Ejercicios propuestos:
A – Reescribe como lista breve el párrafo del fragmento sobre las murallas que empieza con «Las murallas entre los pueblos». Conserva sus datos principales.
B – Contesta estas preguntas con datos del fragmento sobre las murallas:
(i) ¿En qué año cayó el muro de Berlín?
(ii) ¿Qué buscaba preservar el muro del hortus conclusus?
(iii) ¿En qué siglo comienza la construcción de la Gran Muralla china?
C – Prolonga el fragmento sobre las murallas a partir de su última oración.

Texto fuente:

+ + + + +

El muro de Donald Trump, las verjas de Melilla y Ceuta, el muro de Cisjordania, son realmente murallas que asumen la imposible tarea de blindar un territorio extenso ante el deseo vital de movilidad de los excluidos. Todavía recuerdo la alegría ante la caída del muro de Berlín, en 1989. Aquella, una muralla para no dejar salir, pues nadie quería entrar para quedarse en Berlín oriental, en los tiempos finales del comunismo de la Alemania del Este. Cae un muro y se levantan tres, nada se resuelve por completo en la historia de la humanidad.

Las murallas entre los pueblos siempre han tenido que ver con el totalitarismo, y son la expresión del fracaso del diálogo político. Pero sus tipologías han sido muy distintas a lo largo de la historia: el muro del hortus conclusus buscaba preservar la belleza ajardinada, frente a un afuera salvaje. Las murallas de los castillos y ciudades medievales pretendían defender a sus pobladores ante los deseos de conquista de otros ejércitos, e incluso proteger países completos. Que no se piense Trump que ha sido el primero en tener la gran idea: ya en el siglo V a. C. comienza la construcción de la Gran Muralla china, de más de 21.000 kilómetros de trazado, hoy considerada Patrimonio de la Humanidad. Es dudoso que los bloques de hormigón prefabricado y las concertinas de las murallas actuales puedan resistir cualquier comparación.

+ + + + +

Entradas extraídas:
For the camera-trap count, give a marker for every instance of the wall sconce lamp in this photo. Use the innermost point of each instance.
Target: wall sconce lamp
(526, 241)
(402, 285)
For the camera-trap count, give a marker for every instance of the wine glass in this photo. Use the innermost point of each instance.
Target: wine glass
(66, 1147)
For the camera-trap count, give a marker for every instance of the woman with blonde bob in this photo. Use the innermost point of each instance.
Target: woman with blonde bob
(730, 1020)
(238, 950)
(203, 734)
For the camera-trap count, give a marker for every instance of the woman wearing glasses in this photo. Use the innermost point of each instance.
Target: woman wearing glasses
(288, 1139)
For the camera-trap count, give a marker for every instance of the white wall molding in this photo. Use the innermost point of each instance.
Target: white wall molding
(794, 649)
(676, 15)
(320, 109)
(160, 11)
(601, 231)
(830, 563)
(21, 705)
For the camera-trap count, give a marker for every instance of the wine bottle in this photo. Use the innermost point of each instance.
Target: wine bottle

+ + + + +

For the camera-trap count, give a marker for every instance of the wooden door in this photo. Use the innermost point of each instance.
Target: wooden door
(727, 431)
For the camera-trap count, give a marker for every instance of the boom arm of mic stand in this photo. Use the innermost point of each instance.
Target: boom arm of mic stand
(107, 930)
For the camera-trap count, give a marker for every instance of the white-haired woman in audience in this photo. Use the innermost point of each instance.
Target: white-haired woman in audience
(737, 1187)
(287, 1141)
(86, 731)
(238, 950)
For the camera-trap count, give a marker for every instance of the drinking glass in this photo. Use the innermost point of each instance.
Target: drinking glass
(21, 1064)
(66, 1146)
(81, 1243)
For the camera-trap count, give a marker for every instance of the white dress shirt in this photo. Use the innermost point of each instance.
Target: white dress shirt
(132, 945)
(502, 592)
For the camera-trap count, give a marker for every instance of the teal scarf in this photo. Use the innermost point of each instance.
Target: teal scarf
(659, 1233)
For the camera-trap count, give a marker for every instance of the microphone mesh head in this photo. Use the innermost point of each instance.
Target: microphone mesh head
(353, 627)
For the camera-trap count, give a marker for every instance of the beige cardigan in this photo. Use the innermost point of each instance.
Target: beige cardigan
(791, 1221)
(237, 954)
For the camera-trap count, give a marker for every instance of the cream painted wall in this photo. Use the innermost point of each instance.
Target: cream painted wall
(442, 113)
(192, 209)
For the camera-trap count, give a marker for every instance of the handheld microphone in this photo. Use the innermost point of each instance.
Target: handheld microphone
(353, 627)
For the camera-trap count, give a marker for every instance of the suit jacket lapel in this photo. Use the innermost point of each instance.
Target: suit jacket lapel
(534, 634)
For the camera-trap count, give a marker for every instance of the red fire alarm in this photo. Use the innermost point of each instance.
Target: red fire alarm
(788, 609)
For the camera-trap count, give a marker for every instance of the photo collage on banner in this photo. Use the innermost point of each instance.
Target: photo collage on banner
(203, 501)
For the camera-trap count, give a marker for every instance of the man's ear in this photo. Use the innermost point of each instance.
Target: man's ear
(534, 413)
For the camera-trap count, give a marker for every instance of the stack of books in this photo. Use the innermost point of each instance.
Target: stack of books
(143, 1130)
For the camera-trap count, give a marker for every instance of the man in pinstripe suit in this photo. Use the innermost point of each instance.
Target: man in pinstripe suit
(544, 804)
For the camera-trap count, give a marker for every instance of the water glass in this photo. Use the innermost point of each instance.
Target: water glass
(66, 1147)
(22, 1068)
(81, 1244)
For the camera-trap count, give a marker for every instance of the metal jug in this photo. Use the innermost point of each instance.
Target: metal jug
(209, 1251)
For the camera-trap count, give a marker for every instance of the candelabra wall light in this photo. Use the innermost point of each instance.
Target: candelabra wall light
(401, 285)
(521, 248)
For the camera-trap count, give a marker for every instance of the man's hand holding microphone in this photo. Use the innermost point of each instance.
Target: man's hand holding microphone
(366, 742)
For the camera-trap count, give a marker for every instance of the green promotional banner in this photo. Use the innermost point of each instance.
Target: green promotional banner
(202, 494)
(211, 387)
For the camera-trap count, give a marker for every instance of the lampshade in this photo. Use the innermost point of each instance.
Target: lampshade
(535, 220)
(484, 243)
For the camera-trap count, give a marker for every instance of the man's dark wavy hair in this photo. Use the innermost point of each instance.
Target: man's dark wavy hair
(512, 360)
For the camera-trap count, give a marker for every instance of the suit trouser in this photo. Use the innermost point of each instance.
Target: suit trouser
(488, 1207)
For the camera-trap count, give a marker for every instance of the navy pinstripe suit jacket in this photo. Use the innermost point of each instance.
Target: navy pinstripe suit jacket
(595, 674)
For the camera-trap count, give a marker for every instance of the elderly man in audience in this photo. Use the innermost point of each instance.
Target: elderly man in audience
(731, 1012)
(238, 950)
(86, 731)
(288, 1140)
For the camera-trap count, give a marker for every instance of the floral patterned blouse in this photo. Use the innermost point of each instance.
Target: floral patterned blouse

+ + + + +

Respuestas dadas:
A –
- Las murallas entre los pueblos siempre se han relacionado con el totalitarismo y expresan el fracaso del diálogo político.
- Sus tipologías han sido muy distintas a lo largo de la historia.
- El muro del hortus conclusus buscaba preservar la belleza ajardinada frente a un afuera salvaje.
- Las murallas de castillos y ciudades medievales defendían a sus pobladores de otros ejércitos e incluso protegían países completos.
- Trump no fue el primero con esta idea: la Gran Muralla china, de más de 21.000 kilómetros, comenzó a construirse en el siglo V a. C. y hoy es Patrimonio de la Humanidad.
- Es dudoso que el hormigón prefabricado y las concertinas de las murallas actuales resistan la comparación.

B –
(i) En 1989.
(ii) La belleza ajardinada, frente a un afuera salvaje.
(iii) En el siglo V a. C.

C –
Tras la caída del muro de Berlín, la mayor parte de las murallas que hemos construido buscan sobre todo proteger la riqueza y establecer, firmes, las fronteras de la desigualdad. Son la última defensa que nos queda frente a los ejércitos de pobres, cada vez más numerosos. Globalizamos las engañosas imágenes de la sociedad del bienestar, y luego levantamos enormes murallas para evitar una excesiva saturación de usuarios. Ya lo sabemos: libertad absoluta de circulación para el capital y las mercancías, y restricción en el movimiento de personas.

Pero ninguna muralla física puede contener el afán de supervivencia, e incluso el legítimo deseo de aspirar a una vida mejor. Hemos entrado ya en una nueva época de aumento de las migraciones, e irán a más según todos los pronósticos, por el cambio climático y sus desastrosas consecuencias medioambientales, así como por la creciente desestabilización geopolítica en numerosos países. Si a esto le sumamos el nulo control real del aumento de la población a nivel mundial y una huella ecológica sobredimensionada, el problema está servido. Nos iría mejor si dedicáramos el dinero y el esfuerzo dedicado a la construcción de murallas a paliar las desigualdades entre los pueblos, a limar los radicalismos ideológicos y religiosos, y a equilibrar la población humana con los recursos ecosistémicos disponibles.